DESCRIPTION OF THE TASK
Count the lines in the rows below that contain the string "stone", treating uppercase and lowercase letters as distinct. Give only the number.

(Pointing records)
########################################

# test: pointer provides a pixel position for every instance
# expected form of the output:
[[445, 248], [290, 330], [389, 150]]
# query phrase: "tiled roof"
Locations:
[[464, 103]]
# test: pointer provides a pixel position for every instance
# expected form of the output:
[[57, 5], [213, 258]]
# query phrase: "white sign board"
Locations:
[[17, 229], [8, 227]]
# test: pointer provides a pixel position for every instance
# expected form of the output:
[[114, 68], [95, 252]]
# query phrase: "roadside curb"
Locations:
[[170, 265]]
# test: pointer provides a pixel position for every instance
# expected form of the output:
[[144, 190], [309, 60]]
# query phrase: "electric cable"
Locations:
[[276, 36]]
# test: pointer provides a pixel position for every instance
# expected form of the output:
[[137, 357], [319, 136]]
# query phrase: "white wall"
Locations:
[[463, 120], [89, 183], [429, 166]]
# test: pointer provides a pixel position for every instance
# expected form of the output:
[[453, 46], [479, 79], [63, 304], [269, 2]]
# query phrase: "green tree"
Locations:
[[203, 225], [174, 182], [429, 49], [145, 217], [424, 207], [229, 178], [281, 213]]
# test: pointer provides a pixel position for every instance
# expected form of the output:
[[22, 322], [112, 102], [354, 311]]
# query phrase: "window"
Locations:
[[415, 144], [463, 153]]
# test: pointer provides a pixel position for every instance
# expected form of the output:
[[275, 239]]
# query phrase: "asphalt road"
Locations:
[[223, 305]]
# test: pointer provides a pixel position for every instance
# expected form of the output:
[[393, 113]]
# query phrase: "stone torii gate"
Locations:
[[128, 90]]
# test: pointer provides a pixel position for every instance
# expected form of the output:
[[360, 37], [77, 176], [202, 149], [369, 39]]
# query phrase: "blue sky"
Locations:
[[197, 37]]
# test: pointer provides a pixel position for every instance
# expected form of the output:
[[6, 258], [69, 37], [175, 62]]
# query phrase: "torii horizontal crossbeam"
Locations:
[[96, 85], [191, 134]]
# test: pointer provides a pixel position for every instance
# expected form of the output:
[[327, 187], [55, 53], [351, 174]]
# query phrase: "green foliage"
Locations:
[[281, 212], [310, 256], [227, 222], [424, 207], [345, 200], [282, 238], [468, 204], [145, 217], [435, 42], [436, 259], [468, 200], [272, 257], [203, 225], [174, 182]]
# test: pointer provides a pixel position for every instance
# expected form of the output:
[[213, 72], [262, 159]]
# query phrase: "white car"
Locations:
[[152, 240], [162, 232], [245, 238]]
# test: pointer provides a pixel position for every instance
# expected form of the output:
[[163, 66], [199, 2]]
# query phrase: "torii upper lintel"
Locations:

########################################

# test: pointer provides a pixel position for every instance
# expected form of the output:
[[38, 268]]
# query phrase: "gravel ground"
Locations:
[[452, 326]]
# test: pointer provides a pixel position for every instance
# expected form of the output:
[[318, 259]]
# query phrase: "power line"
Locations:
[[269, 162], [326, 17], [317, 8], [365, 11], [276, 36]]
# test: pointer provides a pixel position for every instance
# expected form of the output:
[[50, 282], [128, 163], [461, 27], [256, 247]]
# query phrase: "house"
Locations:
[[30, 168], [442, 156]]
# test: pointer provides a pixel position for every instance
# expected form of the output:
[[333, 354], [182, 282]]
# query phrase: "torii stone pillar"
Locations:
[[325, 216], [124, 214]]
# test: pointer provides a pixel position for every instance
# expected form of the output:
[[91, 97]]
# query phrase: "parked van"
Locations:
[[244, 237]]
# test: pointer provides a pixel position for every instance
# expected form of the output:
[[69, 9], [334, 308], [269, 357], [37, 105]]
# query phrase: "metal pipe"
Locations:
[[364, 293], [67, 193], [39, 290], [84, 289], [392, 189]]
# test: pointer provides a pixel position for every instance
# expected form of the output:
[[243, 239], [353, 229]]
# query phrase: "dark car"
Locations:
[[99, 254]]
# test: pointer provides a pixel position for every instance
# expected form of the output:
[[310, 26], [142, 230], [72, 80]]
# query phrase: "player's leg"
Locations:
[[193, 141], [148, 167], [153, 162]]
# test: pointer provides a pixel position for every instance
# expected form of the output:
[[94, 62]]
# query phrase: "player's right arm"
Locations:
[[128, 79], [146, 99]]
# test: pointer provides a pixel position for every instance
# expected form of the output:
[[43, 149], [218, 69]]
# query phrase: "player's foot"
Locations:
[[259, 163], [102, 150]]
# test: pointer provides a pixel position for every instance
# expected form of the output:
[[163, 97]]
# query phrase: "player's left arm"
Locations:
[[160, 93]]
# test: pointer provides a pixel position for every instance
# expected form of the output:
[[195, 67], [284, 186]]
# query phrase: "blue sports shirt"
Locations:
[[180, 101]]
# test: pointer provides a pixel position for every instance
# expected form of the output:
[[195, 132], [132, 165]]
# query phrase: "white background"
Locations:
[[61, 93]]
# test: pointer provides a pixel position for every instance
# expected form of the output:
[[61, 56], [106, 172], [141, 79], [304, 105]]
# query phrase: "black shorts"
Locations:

########################################

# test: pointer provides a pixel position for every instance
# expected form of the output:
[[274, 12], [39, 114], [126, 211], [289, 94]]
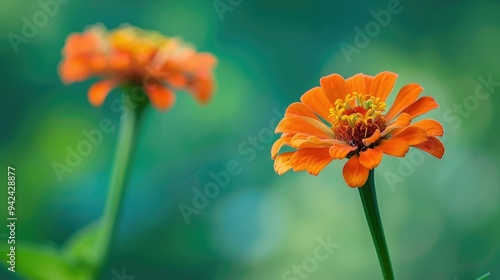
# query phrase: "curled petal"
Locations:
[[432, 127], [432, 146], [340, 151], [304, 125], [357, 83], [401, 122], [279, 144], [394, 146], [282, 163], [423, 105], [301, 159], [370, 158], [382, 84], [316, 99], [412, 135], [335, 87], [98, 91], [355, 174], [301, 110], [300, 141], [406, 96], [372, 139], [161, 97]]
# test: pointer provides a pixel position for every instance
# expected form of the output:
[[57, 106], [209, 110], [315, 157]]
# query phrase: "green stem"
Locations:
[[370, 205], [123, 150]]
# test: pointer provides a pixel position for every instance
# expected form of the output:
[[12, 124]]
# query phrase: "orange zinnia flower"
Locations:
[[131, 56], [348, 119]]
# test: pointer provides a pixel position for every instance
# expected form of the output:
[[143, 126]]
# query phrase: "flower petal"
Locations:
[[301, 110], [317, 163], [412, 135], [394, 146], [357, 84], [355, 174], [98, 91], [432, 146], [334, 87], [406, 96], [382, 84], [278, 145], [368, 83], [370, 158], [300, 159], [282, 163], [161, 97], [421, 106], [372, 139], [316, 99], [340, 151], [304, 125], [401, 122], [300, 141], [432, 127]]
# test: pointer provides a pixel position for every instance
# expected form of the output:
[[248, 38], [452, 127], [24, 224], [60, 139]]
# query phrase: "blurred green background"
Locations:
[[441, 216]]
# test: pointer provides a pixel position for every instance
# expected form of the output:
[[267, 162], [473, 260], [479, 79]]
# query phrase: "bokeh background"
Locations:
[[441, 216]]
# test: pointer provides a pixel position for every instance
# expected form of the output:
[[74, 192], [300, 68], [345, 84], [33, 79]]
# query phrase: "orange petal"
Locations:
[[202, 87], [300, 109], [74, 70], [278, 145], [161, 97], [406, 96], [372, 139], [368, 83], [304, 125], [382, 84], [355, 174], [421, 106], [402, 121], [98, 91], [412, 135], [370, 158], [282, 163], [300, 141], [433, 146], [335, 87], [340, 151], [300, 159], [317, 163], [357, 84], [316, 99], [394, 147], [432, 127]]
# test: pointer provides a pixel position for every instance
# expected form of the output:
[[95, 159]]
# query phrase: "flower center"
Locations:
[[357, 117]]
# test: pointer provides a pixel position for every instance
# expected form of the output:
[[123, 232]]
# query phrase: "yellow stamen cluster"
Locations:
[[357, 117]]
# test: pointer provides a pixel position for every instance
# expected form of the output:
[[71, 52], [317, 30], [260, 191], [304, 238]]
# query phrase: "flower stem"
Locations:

########################################

WRITTEN SOLUTION
2